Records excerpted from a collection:
════
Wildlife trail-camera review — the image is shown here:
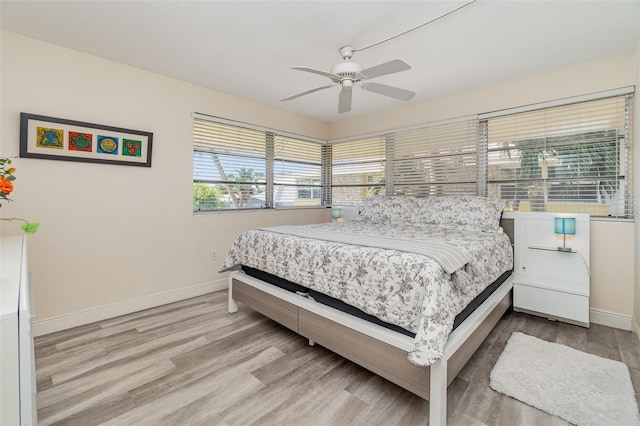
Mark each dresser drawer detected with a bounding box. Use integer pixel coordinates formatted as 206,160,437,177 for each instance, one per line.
514,283,589,326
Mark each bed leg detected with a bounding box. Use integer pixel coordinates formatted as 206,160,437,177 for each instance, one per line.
429,359,448,426
228,276,238,314
308,339,315,347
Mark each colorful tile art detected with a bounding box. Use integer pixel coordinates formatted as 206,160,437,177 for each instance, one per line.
36,127,64,149
122,139,142,157
97,135,119,155
68,132,93,152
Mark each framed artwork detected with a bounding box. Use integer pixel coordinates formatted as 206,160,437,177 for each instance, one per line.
20,113,153,167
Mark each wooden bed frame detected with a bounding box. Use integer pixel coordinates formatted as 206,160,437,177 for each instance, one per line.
228,218,514,426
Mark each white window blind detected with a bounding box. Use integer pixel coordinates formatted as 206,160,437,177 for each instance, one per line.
485,94,633,218
330,119,478,204
193,119,267,211
193,89,633,218
193,116,323,211
390,119,478,196
273,135,323,208
330,136,386,205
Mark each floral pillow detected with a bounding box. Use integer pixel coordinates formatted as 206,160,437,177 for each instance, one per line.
414,195,506,233
360,195,418,224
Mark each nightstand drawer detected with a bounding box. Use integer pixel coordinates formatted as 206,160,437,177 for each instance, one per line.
514,283,589,326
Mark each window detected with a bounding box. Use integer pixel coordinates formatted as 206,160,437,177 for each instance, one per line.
330,136,386,205
274,136,323,207
327,91,633,219
193,119,267,211
193,115,324,212
484,95,633,218
329,118,478,205
297,179,322,200
194,89,634,219
389,119,478,196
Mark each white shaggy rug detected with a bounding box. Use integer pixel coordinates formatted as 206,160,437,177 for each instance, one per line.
490,332,640,426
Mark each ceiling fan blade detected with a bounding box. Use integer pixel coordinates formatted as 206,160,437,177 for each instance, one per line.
361,82,415,102
360,59,411,79
281,85,333,101
338,87,352,114
291,66,339,82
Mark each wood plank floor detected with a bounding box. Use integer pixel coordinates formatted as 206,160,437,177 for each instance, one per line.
35,290,640,426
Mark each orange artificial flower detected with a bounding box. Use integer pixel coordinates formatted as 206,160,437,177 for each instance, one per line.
0,176,13,196
0,157,39,233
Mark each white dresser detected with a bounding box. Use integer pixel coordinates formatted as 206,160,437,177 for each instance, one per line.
1,236,37,426
513,212,591,327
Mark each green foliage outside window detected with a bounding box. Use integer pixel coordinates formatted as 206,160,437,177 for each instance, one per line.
193,183,225,211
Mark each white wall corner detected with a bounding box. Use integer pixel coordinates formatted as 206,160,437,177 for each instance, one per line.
635,40,640,346
31,279,228,336
589,308,633,331
633,317,640,342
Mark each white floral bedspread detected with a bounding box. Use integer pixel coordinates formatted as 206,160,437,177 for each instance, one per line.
221,220,513,366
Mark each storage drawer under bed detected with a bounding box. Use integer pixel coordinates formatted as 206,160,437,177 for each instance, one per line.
231,278,299,332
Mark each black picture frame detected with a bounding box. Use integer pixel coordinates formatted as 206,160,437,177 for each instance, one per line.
20,112,153,167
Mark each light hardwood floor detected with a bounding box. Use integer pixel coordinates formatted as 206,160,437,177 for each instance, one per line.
35,290,640,426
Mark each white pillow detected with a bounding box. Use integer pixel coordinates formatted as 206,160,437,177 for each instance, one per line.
360,195,418,224
414,195,506,233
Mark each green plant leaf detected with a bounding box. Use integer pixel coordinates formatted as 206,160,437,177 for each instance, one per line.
21,222,40,234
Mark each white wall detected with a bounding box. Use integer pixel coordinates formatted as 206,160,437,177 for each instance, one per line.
330,51,638,327
330,52,636,140
0,31,330,334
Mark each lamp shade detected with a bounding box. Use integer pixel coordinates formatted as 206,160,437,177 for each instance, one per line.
331,207,342,219
554,217,576,235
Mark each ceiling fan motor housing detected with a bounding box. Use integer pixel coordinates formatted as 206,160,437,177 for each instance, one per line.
331,61,363,83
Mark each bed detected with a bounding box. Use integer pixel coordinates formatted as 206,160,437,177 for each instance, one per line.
222,195,514,426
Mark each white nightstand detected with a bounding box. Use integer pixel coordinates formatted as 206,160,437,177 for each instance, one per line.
513,212,591,327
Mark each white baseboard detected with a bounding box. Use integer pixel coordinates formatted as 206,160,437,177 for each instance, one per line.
589,308,632,331
32,279,228,336
31,281,635,336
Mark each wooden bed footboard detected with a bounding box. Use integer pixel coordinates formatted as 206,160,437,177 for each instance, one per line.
228,272,513,426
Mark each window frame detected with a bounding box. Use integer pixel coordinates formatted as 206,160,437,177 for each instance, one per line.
193,87,634,219
326,89,634,219
482,93,633,218
192,114,325,213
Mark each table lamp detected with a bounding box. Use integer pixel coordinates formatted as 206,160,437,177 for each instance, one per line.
554,217,576,252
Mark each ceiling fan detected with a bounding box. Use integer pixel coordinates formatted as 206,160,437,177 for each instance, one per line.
280,1,477,114
281,46,415,114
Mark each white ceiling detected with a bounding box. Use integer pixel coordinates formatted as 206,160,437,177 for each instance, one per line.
1,1,639,123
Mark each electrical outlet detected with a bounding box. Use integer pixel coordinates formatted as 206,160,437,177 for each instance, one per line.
211,250,217,261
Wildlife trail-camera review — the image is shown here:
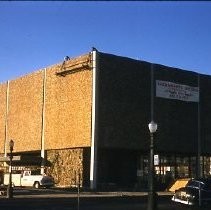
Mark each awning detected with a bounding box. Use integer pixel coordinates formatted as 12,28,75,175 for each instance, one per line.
0,155,51,167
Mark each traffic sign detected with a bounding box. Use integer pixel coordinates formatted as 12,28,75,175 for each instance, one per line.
0,156,21,162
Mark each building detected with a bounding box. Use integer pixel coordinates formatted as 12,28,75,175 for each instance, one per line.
0,48,211,190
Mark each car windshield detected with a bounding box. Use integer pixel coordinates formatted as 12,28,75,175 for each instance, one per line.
187,180,202,188
187,179,211,190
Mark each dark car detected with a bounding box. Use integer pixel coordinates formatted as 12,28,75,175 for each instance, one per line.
172,178,211,206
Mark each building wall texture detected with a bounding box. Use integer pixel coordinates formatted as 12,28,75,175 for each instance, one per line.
154,64,199,154
96,52,211,155
47,148,83,187
7,71,43,152
45,59,92,150
200,74,211,154
46,148,90,187
96,53,151,150
0,53,92,153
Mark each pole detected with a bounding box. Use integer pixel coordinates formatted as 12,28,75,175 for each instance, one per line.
7,147,13,199
41,68,47,175
77,170,80,210
197,74,201,178
150,64,154,122
147,132,157,210
199,182,202,206
4,81,10,158
90,48,98,190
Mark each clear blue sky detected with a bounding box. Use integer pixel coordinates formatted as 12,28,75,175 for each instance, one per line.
0,1,211,83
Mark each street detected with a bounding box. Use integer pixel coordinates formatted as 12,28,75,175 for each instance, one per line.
0,188,211,210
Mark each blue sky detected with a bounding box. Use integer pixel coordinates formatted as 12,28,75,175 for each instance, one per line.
0,1,211,83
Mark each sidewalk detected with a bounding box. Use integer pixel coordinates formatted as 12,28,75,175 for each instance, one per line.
6,188,174,198
0,186,174,199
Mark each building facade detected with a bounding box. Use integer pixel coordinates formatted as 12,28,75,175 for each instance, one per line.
0,49,211,190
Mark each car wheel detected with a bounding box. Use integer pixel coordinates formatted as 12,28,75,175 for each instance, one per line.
34,182,40,189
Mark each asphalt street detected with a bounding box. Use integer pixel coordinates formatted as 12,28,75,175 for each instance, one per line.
0,188,210,210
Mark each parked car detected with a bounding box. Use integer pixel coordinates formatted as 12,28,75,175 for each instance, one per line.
4,170,54,188
172,178,211,206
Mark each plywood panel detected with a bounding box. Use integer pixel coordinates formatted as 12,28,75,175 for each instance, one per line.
7,71,43,152
45,55,92,149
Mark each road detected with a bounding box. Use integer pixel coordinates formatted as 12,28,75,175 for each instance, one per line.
0,188,210,210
════
[WHAT IS EXPECTED] Exactly the lines from the one containing "Mark each parked" to the final line of the entries must be restated, and no others.

[REPLY]
Mark each parked car detected with a bounding box. Use integer pixel coordinates formatted as 12,28,75,175 for each instance, one per line.
4,170,54,188
172,178,211,206
Mark each plywood panel detected with a bounding box. Use integer pixel coordinates formatted as 12,28,75,175 for each instance, one per line.
7,71,43,152
45,55,92,149
Mark each road detected with a bounding box. Use integer pixel coordinates formatted as 12,28,75,175 for each instance, one per line.
0,188,210,210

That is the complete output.